*YOUR OBJECTIVE*.
Each line with the word "cushion" must appear in the answer, copied from the records.

*SOURCE MATERIAL*.
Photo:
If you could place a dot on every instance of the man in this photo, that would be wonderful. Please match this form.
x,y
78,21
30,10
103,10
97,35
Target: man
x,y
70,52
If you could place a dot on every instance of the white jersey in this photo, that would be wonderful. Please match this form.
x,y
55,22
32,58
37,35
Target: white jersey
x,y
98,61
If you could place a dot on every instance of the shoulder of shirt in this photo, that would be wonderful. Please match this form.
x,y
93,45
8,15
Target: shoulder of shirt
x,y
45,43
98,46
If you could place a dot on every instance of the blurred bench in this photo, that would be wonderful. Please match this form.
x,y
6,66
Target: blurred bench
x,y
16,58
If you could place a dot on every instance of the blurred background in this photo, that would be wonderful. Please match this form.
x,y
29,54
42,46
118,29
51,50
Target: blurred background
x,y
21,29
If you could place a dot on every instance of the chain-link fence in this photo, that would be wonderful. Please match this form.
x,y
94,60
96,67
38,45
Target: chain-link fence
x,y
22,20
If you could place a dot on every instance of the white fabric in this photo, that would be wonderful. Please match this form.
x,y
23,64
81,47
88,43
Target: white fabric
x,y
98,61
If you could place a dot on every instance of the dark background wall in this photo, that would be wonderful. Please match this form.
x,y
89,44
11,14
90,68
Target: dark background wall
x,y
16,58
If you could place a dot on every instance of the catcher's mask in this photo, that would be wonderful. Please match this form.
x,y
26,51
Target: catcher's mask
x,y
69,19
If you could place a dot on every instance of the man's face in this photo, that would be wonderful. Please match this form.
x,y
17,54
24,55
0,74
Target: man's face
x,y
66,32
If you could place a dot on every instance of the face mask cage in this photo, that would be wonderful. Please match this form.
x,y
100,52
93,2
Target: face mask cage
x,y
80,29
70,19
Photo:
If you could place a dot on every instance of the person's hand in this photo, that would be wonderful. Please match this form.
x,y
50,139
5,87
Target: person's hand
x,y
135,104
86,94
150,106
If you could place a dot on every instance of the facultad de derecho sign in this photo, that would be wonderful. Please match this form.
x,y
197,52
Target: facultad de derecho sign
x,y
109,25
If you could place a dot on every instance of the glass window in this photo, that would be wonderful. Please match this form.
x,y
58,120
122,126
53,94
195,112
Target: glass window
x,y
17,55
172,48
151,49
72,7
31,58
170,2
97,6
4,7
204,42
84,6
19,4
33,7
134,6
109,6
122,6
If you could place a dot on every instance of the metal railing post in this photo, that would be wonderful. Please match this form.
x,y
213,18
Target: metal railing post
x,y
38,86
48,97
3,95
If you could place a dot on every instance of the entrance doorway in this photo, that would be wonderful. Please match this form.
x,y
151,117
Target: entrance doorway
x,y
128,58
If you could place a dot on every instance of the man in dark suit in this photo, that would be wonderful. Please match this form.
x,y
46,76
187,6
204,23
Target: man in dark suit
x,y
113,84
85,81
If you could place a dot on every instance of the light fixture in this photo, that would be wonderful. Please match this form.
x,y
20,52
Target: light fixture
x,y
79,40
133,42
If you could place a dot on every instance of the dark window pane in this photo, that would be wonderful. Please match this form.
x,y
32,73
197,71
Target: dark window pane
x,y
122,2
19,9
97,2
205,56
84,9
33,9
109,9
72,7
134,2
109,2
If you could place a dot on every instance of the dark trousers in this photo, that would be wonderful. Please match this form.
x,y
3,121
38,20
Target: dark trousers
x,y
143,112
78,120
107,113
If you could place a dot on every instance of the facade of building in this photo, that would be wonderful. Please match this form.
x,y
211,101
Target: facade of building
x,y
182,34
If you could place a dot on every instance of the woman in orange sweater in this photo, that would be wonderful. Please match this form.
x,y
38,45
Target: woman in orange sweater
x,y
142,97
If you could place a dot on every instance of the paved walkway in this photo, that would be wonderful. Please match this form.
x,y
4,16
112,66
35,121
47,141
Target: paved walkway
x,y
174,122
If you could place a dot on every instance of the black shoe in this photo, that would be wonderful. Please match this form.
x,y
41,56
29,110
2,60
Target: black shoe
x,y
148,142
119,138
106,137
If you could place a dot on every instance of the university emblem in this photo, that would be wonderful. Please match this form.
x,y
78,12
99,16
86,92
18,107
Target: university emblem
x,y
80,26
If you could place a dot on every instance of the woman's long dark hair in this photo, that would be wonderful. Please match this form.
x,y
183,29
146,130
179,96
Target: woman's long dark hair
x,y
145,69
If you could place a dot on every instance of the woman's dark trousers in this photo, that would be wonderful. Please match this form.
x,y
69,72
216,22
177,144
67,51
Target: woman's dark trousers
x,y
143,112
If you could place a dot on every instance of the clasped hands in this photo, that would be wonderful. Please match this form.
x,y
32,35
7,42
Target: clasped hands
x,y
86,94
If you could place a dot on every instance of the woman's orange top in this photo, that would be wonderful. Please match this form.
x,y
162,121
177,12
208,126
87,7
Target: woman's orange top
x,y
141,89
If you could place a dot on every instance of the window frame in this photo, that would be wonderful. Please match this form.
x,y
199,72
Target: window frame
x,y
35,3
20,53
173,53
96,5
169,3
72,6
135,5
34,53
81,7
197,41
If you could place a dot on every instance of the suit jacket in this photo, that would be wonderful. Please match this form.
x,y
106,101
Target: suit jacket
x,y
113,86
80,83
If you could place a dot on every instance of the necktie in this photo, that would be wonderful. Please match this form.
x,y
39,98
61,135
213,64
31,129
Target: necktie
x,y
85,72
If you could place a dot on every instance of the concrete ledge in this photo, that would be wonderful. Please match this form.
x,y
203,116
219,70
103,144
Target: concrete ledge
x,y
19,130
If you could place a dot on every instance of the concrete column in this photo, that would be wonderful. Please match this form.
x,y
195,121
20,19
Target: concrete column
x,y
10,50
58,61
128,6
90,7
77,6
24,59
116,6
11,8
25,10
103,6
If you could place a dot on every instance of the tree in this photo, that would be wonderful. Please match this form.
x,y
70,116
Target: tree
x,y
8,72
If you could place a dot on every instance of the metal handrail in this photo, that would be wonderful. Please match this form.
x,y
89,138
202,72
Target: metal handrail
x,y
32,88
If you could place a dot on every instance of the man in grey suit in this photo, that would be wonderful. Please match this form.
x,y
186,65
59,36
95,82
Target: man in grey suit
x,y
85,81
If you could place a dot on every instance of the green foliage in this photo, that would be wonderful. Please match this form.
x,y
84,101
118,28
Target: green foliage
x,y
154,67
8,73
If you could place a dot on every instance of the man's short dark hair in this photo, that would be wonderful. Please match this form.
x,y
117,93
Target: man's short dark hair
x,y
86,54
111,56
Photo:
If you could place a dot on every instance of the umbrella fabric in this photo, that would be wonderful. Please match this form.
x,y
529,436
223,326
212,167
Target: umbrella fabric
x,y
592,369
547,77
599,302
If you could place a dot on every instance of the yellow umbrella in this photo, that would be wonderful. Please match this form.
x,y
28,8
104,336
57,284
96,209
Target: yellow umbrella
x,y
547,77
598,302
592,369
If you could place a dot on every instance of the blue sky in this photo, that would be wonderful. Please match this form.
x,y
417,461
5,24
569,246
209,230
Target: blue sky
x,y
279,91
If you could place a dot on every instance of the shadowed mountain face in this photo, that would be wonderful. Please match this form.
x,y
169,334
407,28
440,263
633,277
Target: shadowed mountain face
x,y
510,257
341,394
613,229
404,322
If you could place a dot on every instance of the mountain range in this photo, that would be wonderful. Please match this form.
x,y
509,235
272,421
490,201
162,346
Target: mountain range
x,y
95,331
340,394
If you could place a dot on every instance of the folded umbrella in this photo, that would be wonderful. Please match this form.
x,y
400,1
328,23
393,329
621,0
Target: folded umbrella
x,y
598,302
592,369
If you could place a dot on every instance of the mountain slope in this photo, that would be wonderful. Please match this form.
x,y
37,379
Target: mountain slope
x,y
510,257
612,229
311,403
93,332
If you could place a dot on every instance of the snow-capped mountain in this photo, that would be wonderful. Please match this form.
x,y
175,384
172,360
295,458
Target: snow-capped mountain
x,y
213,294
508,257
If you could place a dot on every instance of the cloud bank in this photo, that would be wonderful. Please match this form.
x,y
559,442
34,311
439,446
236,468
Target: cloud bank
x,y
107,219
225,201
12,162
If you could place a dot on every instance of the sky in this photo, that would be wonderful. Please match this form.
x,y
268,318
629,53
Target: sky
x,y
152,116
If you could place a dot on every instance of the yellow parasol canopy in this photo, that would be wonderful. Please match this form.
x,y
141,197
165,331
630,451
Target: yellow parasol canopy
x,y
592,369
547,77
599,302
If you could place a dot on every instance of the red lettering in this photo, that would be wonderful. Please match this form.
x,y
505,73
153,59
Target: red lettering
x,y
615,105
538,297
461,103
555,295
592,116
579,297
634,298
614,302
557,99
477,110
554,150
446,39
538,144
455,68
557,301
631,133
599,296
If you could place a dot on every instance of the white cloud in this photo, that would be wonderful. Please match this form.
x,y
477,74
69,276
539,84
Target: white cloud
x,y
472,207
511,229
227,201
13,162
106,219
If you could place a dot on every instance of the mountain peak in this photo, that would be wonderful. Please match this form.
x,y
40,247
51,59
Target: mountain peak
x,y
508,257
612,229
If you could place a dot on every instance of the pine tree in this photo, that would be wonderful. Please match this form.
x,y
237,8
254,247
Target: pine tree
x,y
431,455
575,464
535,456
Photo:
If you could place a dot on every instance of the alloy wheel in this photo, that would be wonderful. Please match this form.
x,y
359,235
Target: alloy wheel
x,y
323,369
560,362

* * *

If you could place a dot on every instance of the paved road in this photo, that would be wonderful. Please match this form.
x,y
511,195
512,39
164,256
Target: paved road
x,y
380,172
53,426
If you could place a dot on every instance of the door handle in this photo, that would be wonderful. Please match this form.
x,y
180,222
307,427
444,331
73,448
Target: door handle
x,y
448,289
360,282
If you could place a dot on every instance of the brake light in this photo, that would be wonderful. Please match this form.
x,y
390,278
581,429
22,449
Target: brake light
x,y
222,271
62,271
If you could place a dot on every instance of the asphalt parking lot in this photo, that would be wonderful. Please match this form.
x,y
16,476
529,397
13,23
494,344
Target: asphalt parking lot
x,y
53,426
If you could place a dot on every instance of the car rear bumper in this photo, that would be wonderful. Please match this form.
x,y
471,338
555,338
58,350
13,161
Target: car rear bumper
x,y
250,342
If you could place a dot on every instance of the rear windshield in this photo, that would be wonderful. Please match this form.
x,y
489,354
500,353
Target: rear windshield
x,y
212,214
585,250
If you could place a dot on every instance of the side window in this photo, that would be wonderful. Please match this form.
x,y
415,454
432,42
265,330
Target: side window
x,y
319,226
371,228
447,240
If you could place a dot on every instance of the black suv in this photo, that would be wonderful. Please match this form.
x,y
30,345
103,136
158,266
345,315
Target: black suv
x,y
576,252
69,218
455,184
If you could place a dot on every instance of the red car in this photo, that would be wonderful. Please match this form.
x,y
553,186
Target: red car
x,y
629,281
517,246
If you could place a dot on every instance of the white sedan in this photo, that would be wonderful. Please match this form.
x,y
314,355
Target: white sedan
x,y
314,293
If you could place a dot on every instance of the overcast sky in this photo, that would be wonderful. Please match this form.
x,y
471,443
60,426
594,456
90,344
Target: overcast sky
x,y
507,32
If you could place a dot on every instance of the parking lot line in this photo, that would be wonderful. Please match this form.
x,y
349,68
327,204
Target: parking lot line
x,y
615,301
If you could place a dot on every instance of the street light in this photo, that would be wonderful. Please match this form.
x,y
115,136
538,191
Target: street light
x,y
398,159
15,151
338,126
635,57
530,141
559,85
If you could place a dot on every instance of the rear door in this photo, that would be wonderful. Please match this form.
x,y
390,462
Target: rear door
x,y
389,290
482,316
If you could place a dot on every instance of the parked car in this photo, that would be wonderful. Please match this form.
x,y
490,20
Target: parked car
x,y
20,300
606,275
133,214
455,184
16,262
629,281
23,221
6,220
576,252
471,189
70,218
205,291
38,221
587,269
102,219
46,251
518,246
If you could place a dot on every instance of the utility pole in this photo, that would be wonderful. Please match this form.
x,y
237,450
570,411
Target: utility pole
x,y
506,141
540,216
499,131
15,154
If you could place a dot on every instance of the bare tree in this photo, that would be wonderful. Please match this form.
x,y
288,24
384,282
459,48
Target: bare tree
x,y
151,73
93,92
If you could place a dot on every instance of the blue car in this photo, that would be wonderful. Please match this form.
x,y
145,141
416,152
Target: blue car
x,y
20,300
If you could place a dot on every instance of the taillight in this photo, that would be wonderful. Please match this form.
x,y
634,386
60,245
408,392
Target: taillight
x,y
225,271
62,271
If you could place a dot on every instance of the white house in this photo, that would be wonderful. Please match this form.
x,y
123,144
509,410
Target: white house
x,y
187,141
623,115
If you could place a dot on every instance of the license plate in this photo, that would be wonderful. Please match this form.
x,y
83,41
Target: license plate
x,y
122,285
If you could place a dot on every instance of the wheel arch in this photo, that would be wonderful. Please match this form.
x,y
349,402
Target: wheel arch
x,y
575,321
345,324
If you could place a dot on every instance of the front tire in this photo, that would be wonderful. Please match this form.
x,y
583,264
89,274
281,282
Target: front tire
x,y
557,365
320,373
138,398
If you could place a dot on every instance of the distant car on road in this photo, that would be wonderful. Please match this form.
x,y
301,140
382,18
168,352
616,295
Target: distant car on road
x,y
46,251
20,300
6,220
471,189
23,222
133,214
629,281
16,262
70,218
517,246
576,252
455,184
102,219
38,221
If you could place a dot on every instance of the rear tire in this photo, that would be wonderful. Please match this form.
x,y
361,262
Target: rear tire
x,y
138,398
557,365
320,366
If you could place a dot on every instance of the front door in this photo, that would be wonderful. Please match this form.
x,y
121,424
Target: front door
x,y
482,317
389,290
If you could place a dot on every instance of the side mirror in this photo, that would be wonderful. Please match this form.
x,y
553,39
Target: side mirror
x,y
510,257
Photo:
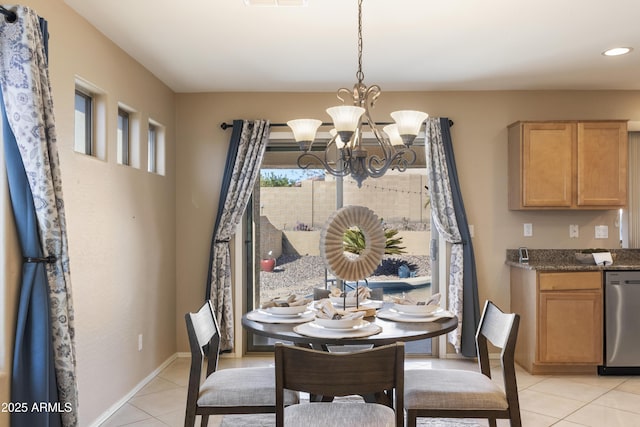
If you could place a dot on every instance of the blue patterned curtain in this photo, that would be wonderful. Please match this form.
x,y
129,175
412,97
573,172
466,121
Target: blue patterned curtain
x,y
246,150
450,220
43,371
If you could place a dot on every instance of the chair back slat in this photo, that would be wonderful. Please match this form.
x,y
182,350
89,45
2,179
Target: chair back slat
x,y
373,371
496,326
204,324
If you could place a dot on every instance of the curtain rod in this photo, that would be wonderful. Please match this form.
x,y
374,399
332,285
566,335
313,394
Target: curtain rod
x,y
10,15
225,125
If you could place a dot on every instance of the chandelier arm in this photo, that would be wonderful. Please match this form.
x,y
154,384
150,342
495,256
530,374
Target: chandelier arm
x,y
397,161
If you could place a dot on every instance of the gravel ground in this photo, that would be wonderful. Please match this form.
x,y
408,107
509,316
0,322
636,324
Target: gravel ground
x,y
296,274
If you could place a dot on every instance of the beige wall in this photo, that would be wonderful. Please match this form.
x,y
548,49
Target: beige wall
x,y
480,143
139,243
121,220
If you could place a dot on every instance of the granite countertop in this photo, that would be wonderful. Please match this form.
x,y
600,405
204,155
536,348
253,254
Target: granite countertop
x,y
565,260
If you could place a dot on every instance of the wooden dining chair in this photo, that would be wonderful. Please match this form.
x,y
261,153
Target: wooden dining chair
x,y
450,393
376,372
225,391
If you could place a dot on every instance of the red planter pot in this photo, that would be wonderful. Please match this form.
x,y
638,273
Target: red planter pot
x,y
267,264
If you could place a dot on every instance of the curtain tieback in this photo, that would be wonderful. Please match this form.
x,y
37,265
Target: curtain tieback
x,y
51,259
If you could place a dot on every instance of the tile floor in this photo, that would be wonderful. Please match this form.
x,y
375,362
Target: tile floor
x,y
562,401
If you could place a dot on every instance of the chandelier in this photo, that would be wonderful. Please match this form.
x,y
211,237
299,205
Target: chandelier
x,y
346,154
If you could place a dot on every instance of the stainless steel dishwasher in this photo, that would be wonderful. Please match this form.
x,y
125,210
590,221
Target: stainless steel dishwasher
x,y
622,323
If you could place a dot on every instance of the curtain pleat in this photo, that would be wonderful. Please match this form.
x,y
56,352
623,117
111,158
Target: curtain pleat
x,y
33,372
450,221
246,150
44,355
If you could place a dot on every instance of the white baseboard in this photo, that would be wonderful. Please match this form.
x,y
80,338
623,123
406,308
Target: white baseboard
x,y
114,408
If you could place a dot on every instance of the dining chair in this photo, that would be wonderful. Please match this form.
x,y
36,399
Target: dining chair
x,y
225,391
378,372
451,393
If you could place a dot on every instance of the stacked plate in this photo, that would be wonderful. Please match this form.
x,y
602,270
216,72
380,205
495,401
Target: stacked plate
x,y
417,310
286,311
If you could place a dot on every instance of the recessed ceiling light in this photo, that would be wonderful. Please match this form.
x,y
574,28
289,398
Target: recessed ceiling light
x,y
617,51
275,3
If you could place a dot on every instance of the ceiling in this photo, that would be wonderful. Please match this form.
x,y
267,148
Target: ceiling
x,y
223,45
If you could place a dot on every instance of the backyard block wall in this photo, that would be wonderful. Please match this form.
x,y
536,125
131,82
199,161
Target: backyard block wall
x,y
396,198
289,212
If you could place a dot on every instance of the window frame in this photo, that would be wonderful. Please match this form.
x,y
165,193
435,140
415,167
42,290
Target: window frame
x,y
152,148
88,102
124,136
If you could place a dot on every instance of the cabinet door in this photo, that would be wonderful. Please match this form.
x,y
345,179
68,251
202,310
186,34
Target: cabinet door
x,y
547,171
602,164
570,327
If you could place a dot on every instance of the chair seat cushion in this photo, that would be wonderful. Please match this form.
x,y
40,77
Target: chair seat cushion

==

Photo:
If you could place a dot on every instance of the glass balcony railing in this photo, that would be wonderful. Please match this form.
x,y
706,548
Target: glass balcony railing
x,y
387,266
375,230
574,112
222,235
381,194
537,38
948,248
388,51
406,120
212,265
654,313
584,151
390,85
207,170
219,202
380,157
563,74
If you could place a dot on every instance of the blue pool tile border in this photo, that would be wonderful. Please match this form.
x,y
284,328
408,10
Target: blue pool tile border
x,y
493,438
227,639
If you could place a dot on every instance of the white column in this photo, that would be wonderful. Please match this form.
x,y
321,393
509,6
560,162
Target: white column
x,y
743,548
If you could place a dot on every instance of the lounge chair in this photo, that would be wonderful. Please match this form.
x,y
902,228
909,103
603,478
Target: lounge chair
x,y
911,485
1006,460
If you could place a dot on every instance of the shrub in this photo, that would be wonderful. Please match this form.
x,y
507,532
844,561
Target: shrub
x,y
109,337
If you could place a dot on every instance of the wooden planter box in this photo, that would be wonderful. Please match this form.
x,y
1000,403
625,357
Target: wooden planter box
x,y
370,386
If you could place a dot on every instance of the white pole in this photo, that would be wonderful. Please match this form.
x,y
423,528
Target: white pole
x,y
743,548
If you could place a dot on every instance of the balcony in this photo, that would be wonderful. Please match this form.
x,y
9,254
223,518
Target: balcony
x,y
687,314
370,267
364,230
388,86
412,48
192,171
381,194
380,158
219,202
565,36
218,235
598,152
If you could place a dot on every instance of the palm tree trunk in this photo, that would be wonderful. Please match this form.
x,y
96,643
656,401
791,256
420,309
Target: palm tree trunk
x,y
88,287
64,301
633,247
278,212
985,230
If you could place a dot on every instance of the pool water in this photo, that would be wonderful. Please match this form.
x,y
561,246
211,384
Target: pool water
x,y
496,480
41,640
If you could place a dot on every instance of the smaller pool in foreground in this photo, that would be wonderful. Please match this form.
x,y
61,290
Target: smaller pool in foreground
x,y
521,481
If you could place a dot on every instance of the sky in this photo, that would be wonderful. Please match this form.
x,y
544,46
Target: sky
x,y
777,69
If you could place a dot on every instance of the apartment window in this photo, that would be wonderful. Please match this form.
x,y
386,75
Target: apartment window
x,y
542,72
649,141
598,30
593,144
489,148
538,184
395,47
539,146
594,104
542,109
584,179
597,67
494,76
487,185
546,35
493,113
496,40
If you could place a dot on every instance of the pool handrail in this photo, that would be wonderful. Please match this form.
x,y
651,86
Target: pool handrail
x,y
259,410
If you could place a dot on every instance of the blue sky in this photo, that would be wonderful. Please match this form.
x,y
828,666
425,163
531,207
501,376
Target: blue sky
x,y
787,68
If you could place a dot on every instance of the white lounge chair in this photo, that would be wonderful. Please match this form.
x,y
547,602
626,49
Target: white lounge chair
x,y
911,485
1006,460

*EXPECTED ANSWER*.
If you could place a dot on every instance of the chair seat cushion in this photo, that would be wonderful. Please match this form.
Target: chair seat cushion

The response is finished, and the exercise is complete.